Consigna 1: Enumera en orden de aparición los sustantivos que acompaña el posesivo «mi» o «mis» en el capítulo sobre el regreso a Coppet.
Consigna 2: Extrae del capítulo sobre el regreso a Coppet todo lo que va desde «Regreso a Coppet.—Diversas» hasta «mi existencia literaria.», sin alterar una sola palabra.
Consigna 3: Prolonga el capítulo sobre el regreso a Coppet a partir de su última oración.

---------- Fragmento del texto ----------

Diez años de destierro/Parte II/II

CAPITULO II

Regreso a Coppet.—Diversas persecuciones.

Al volver a Coppet, arrastrando el ala como lapaloma de La Fontaine, vi el arco iris aparecer sobre la casa de mi padre; y como nada en mi triste viaje me quitaba de aspirar a ello, me atreví a considerar aquel signo de paz como una promesa que se me hacía. Hallábame entonces casi resignada a vivir en aquel castillo y a no publicar nada sobre ningún asunto; pero al hacer el sacrificio de los talentos que creía poseer, necesitaba cuando menos ser feliz en mis afectos, y véase de qué modo arreglaron mi vida privada, después de haberme despojado de mi existencia literaria.

---------- Registros sin procesar ----------

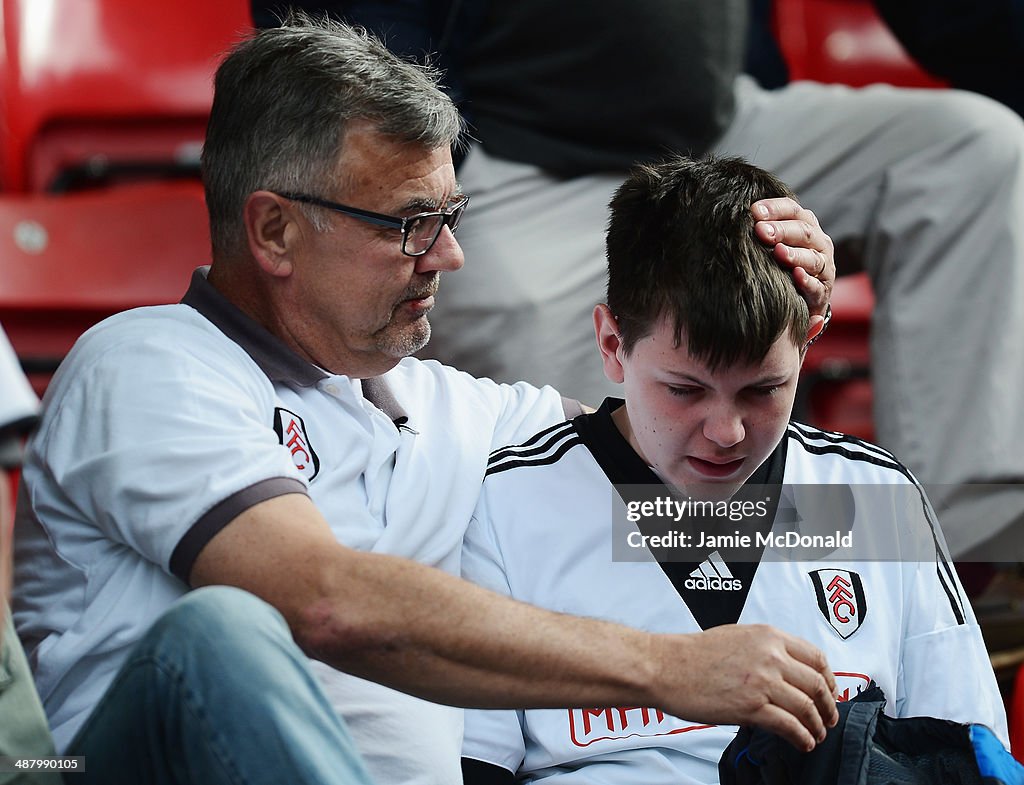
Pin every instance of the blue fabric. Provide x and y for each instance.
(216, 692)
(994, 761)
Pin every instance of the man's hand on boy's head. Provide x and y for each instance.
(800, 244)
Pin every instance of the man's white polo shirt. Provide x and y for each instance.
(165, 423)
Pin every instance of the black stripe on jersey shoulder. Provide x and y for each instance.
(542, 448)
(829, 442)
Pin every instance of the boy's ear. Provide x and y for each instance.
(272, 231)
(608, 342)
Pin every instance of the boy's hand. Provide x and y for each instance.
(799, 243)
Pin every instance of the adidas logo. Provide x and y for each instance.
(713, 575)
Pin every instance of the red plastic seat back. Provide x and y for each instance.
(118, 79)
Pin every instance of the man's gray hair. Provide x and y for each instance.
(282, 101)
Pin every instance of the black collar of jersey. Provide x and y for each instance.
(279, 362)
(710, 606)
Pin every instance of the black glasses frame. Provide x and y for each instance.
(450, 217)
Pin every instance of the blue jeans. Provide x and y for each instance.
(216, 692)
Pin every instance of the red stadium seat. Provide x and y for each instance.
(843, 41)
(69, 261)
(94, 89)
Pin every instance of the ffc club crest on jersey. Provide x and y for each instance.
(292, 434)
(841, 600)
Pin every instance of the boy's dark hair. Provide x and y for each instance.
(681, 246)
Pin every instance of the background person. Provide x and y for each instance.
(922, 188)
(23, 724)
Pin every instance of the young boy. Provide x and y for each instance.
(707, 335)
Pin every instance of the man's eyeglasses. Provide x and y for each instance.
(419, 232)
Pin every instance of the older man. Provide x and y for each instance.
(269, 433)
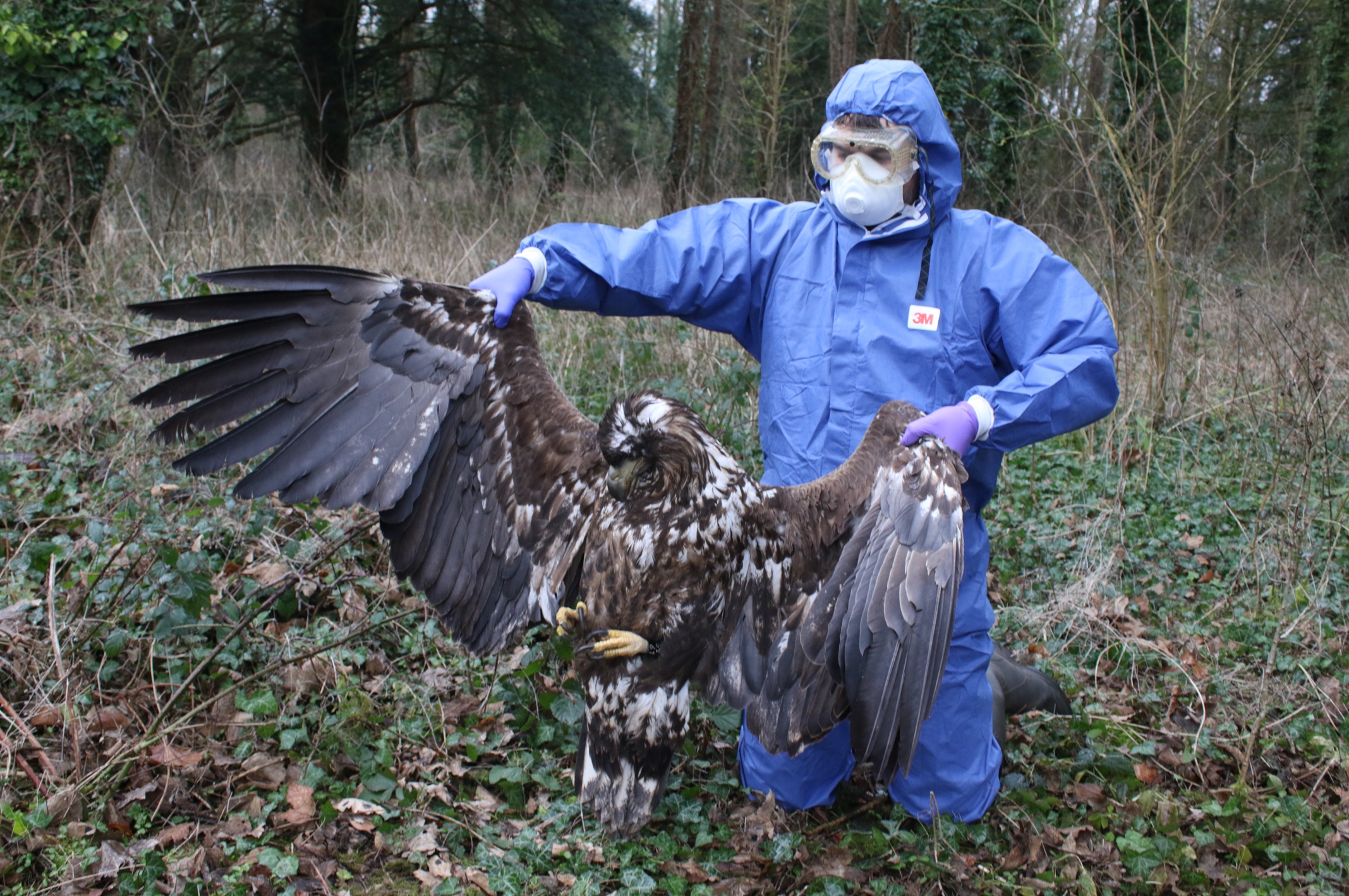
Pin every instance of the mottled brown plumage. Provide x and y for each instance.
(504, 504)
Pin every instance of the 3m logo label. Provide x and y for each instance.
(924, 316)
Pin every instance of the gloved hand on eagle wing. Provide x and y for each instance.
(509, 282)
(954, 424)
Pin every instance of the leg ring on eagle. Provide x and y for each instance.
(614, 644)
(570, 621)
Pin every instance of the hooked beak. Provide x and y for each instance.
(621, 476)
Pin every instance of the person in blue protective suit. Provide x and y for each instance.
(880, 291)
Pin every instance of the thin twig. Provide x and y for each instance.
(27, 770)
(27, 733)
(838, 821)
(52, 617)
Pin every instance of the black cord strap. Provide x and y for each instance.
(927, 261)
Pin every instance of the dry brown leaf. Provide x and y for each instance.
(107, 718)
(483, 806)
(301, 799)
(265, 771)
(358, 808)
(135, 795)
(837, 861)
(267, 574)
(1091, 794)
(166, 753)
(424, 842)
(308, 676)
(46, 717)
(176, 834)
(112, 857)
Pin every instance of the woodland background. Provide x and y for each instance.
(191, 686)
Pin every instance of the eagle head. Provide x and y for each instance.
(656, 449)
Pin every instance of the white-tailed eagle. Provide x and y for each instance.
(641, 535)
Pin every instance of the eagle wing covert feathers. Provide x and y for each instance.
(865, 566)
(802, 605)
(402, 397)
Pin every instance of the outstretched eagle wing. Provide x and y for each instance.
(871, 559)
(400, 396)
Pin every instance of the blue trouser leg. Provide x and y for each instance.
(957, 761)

----------

Respuesta correcta 1: padre, viaje, afectos, vida, existencia

Respuesta correcta 2:
Regreso a Coppet.—Diversas persecuciones.

Al volver a Coppet, arrastrando el ala como lapaloma de La Fontaine, vi el arco iris aparecer sobre la casa de mi padre; y como nada en mi triste viaje me quitaba de aspirar a ello, me atreví a considerar aquel signo de paz como una promesa que se me hacía. Hallábame entonces casi resignada a vivir en aquel castillo y a no publicar nada sobre ningún asunto; pero al hacer el sacrificio de los talentos que creía poseer, necesitaba cuando menos ser feliz en mis afectos, y véase de qué modo arreglaron mi vida privada, después de haberme despojado de mi existencia literaria.

Respuesta correcta 3:
1 La primera orden que recibió el gobernador de Ginebra fué la de notificar a mis dos hijos que les estaba prohibido entrar en Francia sin una nueva autorización de la Policía. Se les castigaba así por haber intentado hablar a Bonaparte en favor de su madre. De suerte que la moral de este Gobierno consiste en desatar los lazos familiares, para sustituirlo todo con la voluntad del Emperador. Se citan muchos generales que hån declarado que si Napoleón les ordenase arrojar al río a sus mujeres e hijos, no vacilarían en obedecerle. Esto quiere decir que prefieren el dinero que les da el Emperador a la familia que deben a la naturaleza. Hay muchos ejemplos de este modo de pensar, pero hay muy pocos de la imprudencia necesaria para decirlo. Sentía yo un dolor mortal, viendo que por vez primera mi situación gravitaba sobre mis hijos, apenas entrados en la vida. No se siente vacilación en la conducta propia cuando se funda en convicciones sinceras; pero en cuanto los demás empiezan a sufrir por nuestra causa es casi imposible no dirigirse algún reproche. Sin embargo, mis dos hijos, con gran generosidad, apartaron de mí ese sentimiento y nos confortamos mutuamente con el recuerdo de mi padre.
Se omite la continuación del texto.